EXERCISE:
Retype the entries below exactly, dropping the images.

DATA PROVIDED:
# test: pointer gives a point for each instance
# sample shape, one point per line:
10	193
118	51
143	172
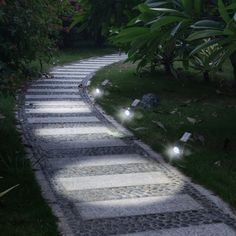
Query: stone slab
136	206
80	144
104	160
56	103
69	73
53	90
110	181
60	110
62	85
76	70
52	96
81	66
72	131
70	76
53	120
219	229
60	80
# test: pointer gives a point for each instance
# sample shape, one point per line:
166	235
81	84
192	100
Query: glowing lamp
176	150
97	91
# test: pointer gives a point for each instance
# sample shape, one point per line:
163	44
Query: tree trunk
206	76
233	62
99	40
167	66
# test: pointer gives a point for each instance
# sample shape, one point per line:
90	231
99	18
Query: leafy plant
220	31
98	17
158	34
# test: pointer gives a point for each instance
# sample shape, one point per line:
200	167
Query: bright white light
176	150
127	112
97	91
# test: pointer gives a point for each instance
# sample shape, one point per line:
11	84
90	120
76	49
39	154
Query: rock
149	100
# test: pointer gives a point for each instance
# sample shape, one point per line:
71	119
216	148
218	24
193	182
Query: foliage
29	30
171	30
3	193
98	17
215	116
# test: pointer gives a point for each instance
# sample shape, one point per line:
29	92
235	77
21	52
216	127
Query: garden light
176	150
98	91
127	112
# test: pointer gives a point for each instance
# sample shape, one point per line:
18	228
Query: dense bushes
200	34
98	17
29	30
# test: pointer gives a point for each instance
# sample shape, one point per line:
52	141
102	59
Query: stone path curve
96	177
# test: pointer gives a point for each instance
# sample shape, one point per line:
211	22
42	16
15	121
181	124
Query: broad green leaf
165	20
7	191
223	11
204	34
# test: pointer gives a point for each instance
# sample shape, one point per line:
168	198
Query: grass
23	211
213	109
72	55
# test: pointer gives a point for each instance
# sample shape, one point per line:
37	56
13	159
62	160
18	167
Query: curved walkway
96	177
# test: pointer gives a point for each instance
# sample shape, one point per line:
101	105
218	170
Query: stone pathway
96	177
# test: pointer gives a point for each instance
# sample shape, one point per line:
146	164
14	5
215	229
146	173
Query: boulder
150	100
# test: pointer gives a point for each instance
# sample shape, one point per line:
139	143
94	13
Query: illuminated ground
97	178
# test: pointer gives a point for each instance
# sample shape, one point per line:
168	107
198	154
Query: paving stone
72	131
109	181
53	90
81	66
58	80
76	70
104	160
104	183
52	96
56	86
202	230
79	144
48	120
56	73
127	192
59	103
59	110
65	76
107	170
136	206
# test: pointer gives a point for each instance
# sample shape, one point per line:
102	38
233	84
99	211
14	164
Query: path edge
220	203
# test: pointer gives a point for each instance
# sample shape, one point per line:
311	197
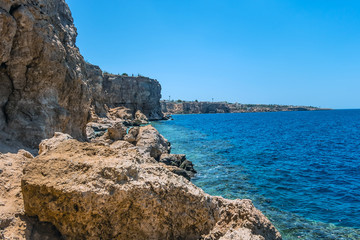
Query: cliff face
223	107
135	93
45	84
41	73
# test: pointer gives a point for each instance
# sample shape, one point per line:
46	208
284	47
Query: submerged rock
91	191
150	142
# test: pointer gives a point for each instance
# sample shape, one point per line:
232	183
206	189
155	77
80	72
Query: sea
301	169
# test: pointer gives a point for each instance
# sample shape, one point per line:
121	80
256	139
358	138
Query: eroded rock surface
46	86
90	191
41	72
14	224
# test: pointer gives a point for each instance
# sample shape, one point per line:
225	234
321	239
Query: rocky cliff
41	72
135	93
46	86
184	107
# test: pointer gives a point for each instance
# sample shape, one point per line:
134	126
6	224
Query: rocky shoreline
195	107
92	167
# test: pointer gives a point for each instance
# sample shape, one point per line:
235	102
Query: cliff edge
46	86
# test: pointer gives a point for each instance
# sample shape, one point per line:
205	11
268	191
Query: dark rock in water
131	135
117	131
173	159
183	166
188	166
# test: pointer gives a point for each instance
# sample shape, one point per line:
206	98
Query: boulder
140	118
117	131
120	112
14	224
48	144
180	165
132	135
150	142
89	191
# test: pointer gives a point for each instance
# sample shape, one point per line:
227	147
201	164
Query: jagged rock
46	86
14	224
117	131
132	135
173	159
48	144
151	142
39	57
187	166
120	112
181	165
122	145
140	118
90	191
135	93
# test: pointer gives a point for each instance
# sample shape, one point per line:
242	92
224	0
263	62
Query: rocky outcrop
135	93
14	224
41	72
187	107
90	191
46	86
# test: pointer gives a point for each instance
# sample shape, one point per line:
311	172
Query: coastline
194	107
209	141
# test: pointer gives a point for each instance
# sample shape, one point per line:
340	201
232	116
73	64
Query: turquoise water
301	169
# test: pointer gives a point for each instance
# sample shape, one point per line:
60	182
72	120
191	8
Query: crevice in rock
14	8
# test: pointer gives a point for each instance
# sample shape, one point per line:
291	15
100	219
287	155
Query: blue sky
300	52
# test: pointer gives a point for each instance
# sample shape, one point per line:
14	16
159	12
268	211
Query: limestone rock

ANSWER BELOW:
# test: pointer gives a point for each instance
# sample shape, one point per line:
10	193
118	51
143	172
Query: stone slab
136	206
80	144
104	160
56	103
69	73
53	90
110	181
60	110
62	85
76	70
52	96
81	66
72	131
70	76
53	120
219	229
60	80
# test: pointer gives a point for each instance
# sample shape, one point per line:
166	235
81	84
192	100
Query: glowing lamp
176	150
97	91
# test: pointer gives a point for each instance
# sample shape, one point per line:
163	44
Query: tree trunk
206	76
233	62
99	40
167	66
# test: pointer gives a point for each instance
# sample shape, one point per line:
90	231
99	18
Query: leafy plant
220	31
98	17
158	34
# test: pointer gives a point for each instance
# sample shape, one point per line:
200	167
Query: bright white light
176	150
127	112
97	91
# test: pointer gives a point for each instance
# sample shape, one point per line:
11	84
90	120
76	49
39	154
Query: rock
149	100
# test: pointer gives a point for each instance
# sample shape, one point per line:
71	119
216	148
218	24
193	182
Query: foliage
29	30
171	30
3	193
98	17
215	116
# test: pointer gives a point for each instance
# sample shape, one point per line:
29	92
235	77
21	52
216	127
Query: garden light
176	150
98	91
127	112
# test: pointer gives a point for each instance
# sample shape, one point per line:
18	228
Query: dense bushes
200	34
98	17
29	30
# test: pointer gives a point for each instance
# sample shape, one point per line:
52	141
102	59
Query: stone path curve
96	177
# test: pointer gives a point for each instance
# sample shape, one point per line:
211	22
42	16
15	121
181	124
Query: broad green leaf
165	20
7	191
223	11
204	34
# test: pointer gives a point for each instance
# sample shape, one point per line:
168	198
Query: grass
23	211
213	109
72	55
# test: pointer gives a point for each instance
# sample shape, one point per line:
37	56
13	159
62	160
18	167
Query: curved walkway
96	177
# test: pointer gives a point for each instance
# sample shape, one point per line:
101	105
218	170
Query: stone pathway
96	177
# test: pointer gives a point for each instance
# sample shape, one point per line:
146	164
14	5
215	229
146	173
Query: boulder
150	100
# test: pointer gives a point for each instance
# sample shape, one point per line:
139	143
94	13
Query: illuminated ground
97	178
# test: pointer gives a point for each instance
# sample shape, one point per line:
168	107
198	154
Query: paving stone
72	131
109	181
53	90
81	66
58	80
76	70
104	160
104	183
52	96
56	86
202	230
79	144
48	120
56	73
127	192
59	103
59	110
65	76
107	170
136	206
# test: pointer gives a point for each instance
# sample shape, one point per line:
102	38
233	84
99	211
14	164
Query: path edge
220	203
# test: pointer gives a point for each instance
# sample shape, one point per line:
311	197
Query: cliff face
223	107
135	93
45	84
41	73
# test: pointer gives a point for each instance
# sample shape, one point per line:
46	208
284	47
Query: submerged rock
91	191
150	142
# test: pointer gives a point for each instance
# sample shape, one point per line:
232	183
206	189
155	77
80	72
Query: sea
301	169
# test: pointer gives a point for each instance
# sample shape, one point per line:
121	80
256	139
358	138
Query: eroded rock surface
46	86
90	191
41	72
14	224
# test: pointer gives a point for each instance
# sample shape, one point per line:
225	234
321	239
Query: rocky cliff
41	72
135	93
46	86
184	107
# test: pointer gives a point for each instance
# sample shape, one point per line:
134	126
6	224
Query: rocky shoreline
195	107
92	167
# test: pointer gives a point for each instance
# sample shape, one point per line:
235	102
Query: cliff edge
46	86
# test: pointer gives a point for each instance
# sample shape, one point per line:
205	11
268	191
Query: dark rock in water
131	135
117	131
173	159
183	166
188	166
# test: pointer gives a point for each instance
# sample shape, one point per line:
206	98
Query: boulder
140	118
117	131
120	112
14	224
48	144
180	165
132	135
150	142
89	191
# test: pointer gives a point for each instance
# sample shape, one point per line:
227	147
201	164
Query: jagged rock
46	86
14	224
117	131
132	135
173	159
48	144
151	142
39	57
187	166
120	112
181	165
122	145
140	118
90	191
135	93
# test: pointer gives a point for each instance
# sample shape, one point per line:
242	92
224	0
263	62
Query: rocky outcrop
135	93
14	224
41	72
187	107
90	191
46	86
# test: pointer gives a point for each instance
# sample shape, one point per line:
311	172
Query: coastline
194	107
209	141
# test: pointer gives a point for each instance
# sample shape, one point per line:
340	201
232	116
73	64
Query: turquoise water
301	169
# test: pointer gives a point for each instance
# sample shape, one point per line:
60	182
72	120
191	8
Query: crevice in rock
14	8
# test: pointer gives a point for each instance
# sample shape, one point per line:
291	15
100	219
287	155
Query: blue sky
300	52
# test: pointer gives a point for each instance
# sample shape, one point per line:
14	16
159	12
268	211
Query: limestone rock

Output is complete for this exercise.